● Task to complete:
Substitute "3 pixels" for every occurrence of "5 pixels" throughout the listing, and reproduce the rest of the listing unchanged.
---------- Records shown ----------
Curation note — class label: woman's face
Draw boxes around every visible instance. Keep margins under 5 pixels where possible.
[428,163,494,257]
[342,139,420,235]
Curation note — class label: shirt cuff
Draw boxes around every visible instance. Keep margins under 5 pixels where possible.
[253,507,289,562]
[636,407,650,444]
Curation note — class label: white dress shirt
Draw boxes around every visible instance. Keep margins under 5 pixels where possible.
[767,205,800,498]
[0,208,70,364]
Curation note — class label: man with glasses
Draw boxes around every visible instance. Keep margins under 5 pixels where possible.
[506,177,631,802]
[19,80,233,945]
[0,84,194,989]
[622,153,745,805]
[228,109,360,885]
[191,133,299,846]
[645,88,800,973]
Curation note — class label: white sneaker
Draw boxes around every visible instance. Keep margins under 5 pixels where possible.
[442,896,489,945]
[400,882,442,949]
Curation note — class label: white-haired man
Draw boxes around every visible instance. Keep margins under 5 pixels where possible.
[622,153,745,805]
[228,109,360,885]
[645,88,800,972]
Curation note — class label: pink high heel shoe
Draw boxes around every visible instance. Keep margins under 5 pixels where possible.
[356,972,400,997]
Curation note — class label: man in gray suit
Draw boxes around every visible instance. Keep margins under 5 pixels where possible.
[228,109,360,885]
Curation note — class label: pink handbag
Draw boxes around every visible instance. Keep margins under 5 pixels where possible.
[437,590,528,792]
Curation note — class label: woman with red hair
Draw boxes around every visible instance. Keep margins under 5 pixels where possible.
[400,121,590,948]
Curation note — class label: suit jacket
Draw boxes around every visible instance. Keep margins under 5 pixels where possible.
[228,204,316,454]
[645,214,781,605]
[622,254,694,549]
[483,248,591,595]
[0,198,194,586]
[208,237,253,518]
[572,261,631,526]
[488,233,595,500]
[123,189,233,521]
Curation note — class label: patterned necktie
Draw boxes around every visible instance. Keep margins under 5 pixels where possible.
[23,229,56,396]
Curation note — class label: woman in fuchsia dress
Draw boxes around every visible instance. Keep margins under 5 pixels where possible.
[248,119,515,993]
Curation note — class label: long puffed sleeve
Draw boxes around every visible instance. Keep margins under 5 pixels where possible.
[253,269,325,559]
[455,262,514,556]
----------
● Task solution:
Curation note — class label: woman's face
Draw boxes around every visible instance. Keep margins under 3 pixels where possible.
[428,163,494,257]
[342,139,420,235]
Curation note — class label: shirt cuff
Draw boxes around every visible instance. Keep margins under 3 pixels where possible.
[253,507,289,562]
[636,407,650,444]
Curation note — class label: white dress shirt
Draw boxes around every visible instance. Keep margins under 3 pixels where possible.
[767,205,800,498]
[0,208,70,364]
Curation note — class label: man with glasses
Draw boxes around every visible instance. Keep margins under 3 pixels where possible.
[506,177,631,802]
[19,80,233,945]
[0,84,194,989]
[622,153,745,805]
[228,109,360,885]
[191,133,299,846]
[645,88,800,973]
Curation note — class label: white sneaker
Draw boxes around every visible instance. Keep margins under 3 pixels where possible.
[442,896,489,945]
[400,882,442,949]
Curation note — class label: white-haired man
Draw boxes around every visible instance. Keep margins under 3 pixels where possible.
[622,153,745,805]
[228,109,360,885]
[645,88,800,972]
Curation note — class label: pink high heel shoe
Draw boxes around every visible instance. Keep margins under 3 pixels where possible.
[356,972,400,997]
Curation note — class label: man in gray suit
Draw boxes around every visible instance. Keep margins under 3 pixels where possible.
[228,109,360,885]
Curation note — class label: pink handbag
Draw boxes around every visible instance. Keep margins under 3 pixels where possible.
[437,590,528,792]
Curation note — class label: woman with red hair
Draw boxes around every visible instance. Keep margins under 3 pixels where possible.
[400,121,590,948]
Curation note — class label: suit jacket
Draw boxes around every visible instance. Keep margins under 3 pixels where possible.
[228,204,316,454]
[645,214,781,605]
[622,254,694,549]
[483,248,591,595]
[0,198,194,586]
[208,237,253,518]
[572,261,631,526]
[488,233,595,500]
[123,189,233,521]
Curation note — class label: patterned necktie
Draw boxes around every visible instance. Keep margins under 3 pixels where possible.
[23,229,56,396]
Curation note — class label: woman in fuchsia dress
Draw boxes around every visible instance. Keep margins under 3 pixels where possible.
[248,119,515,993]
Curation note — class label: long puffed sleeve
Draw boxes around every visible instance. Keep margins under 3 pixels where possible.
[253,269,325,559]
[455,262,514,556]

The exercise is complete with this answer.